» TASK BRIEF
Determine how many lines of the records contain the string "woman", treating uppercase and lowercase as different, and give only that number.

» SUPPLIED DATA
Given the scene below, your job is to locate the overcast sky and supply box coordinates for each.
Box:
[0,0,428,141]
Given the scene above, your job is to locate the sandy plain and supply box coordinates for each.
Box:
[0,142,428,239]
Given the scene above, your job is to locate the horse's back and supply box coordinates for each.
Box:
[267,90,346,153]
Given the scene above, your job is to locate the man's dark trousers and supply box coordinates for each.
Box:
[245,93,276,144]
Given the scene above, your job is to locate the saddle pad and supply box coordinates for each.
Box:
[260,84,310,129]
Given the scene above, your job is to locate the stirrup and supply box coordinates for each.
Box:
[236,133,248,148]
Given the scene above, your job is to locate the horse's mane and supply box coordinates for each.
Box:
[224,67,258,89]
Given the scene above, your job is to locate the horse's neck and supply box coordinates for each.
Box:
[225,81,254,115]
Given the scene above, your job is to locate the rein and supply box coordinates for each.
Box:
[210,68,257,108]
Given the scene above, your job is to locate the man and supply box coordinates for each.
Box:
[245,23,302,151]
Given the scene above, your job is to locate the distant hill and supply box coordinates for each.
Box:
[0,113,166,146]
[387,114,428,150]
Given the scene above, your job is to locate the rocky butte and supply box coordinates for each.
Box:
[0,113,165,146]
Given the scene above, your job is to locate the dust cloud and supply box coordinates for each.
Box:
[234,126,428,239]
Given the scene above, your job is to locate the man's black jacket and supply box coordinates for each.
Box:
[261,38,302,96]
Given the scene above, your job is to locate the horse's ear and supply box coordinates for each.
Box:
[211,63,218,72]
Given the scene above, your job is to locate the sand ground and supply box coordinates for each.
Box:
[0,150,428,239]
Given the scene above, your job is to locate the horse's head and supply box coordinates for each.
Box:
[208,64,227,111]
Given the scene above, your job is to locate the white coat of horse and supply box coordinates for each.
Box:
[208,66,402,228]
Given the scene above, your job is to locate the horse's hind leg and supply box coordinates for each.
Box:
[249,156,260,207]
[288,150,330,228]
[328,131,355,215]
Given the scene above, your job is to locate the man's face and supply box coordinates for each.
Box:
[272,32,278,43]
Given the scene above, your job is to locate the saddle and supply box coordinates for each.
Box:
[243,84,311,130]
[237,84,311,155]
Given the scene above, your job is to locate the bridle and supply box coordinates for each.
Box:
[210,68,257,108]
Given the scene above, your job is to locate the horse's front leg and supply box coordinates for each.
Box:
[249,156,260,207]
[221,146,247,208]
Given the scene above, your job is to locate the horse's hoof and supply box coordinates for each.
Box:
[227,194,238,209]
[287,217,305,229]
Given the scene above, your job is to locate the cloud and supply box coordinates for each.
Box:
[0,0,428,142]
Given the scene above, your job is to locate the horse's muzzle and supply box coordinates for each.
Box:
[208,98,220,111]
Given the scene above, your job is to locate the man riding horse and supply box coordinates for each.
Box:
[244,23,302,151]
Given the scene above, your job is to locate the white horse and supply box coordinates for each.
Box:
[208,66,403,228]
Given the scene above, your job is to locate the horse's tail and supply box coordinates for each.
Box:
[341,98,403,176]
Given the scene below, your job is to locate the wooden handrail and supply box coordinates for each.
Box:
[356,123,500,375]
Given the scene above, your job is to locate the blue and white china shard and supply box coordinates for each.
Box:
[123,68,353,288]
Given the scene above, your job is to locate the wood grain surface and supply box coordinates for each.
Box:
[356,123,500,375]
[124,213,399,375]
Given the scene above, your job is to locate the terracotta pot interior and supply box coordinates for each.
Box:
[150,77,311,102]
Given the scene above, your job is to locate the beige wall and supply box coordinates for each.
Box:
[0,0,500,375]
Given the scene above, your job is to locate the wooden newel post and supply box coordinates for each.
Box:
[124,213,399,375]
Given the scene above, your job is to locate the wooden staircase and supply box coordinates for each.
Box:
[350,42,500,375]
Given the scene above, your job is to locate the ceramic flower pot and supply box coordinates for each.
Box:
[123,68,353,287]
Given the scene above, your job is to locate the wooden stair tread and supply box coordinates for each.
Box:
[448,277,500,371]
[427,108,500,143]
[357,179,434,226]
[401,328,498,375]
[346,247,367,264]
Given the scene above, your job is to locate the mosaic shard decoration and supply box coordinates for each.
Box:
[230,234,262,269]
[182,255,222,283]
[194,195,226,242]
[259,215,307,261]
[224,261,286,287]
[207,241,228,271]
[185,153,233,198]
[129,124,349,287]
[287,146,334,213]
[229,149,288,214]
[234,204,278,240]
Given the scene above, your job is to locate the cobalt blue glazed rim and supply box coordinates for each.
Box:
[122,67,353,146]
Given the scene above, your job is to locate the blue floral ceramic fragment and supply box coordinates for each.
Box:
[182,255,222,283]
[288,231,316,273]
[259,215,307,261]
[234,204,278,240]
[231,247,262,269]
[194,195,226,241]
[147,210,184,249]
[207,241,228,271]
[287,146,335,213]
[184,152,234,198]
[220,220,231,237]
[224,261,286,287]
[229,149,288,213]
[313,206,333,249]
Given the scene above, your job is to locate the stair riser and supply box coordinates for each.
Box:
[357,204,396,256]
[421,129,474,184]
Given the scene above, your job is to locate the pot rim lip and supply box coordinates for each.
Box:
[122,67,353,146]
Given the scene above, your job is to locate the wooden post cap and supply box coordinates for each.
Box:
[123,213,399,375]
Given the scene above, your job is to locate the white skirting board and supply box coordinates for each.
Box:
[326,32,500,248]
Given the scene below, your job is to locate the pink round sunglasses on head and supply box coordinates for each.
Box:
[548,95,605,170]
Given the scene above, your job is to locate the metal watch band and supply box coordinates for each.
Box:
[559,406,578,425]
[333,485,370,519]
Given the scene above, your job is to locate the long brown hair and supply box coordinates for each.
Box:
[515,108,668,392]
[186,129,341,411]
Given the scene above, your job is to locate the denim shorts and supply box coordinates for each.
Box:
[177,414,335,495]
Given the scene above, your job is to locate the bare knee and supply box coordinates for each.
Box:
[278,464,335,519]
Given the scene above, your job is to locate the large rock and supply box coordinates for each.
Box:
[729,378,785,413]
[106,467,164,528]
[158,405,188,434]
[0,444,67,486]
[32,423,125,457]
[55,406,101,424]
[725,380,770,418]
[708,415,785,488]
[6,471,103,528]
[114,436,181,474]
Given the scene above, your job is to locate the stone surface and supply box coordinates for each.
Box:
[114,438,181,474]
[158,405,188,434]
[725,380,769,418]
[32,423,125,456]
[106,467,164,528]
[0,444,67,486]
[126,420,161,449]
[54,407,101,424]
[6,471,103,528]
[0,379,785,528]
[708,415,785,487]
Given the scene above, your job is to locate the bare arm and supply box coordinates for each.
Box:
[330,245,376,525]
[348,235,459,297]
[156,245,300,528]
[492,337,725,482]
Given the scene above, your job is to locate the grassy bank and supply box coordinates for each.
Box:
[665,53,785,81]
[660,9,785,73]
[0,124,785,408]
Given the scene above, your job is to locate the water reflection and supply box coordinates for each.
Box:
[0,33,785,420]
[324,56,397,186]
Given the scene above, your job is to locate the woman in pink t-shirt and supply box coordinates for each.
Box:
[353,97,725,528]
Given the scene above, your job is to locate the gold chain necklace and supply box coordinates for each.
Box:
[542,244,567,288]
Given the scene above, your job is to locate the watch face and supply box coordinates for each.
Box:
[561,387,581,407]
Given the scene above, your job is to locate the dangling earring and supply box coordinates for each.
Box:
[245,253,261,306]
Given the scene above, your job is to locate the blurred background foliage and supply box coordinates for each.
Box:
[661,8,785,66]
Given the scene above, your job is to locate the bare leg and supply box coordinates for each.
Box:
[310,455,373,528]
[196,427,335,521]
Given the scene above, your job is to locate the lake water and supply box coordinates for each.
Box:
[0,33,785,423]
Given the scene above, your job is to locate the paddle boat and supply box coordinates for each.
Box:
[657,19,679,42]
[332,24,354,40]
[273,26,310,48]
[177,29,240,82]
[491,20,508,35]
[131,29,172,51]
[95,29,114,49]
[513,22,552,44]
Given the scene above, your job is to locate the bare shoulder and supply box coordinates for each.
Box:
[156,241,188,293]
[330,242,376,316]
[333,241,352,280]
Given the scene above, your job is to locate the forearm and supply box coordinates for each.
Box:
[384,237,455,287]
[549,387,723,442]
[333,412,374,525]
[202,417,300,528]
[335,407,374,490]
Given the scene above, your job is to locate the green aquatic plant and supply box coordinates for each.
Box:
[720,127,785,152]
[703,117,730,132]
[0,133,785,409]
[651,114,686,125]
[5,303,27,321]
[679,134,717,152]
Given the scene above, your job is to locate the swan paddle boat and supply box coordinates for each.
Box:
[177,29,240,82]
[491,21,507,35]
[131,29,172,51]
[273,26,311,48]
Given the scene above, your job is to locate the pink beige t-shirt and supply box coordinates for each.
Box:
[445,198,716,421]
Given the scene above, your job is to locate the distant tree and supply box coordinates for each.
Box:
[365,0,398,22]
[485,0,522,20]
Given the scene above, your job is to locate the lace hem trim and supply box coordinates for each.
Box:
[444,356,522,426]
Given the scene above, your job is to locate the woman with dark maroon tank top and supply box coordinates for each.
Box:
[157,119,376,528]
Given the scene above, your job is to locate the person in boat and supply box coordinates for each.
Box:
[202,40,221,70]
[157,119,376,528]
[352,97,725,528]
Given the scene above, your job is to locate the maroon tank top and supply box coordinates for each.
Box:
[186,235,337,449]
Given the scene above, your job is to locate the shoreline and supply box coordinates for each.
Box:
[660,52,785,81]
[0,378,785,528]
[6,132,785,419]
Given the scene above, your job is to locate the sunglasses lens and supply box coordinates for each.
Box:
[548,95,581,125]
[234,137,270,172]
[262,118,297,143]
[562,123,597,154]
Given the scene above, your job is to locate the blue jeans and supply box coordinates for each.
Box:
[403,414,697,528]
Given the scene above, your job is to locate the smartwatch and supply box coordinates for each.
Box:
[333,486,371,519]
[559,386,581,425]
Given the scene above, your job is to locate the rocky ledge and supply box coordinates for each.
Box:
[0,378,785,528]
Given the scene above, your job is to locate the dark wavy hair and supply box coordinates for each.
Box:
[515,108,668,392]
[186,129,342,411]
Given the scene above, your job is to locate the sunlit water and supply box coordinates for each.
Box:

» WRITTEN SOLUTION
2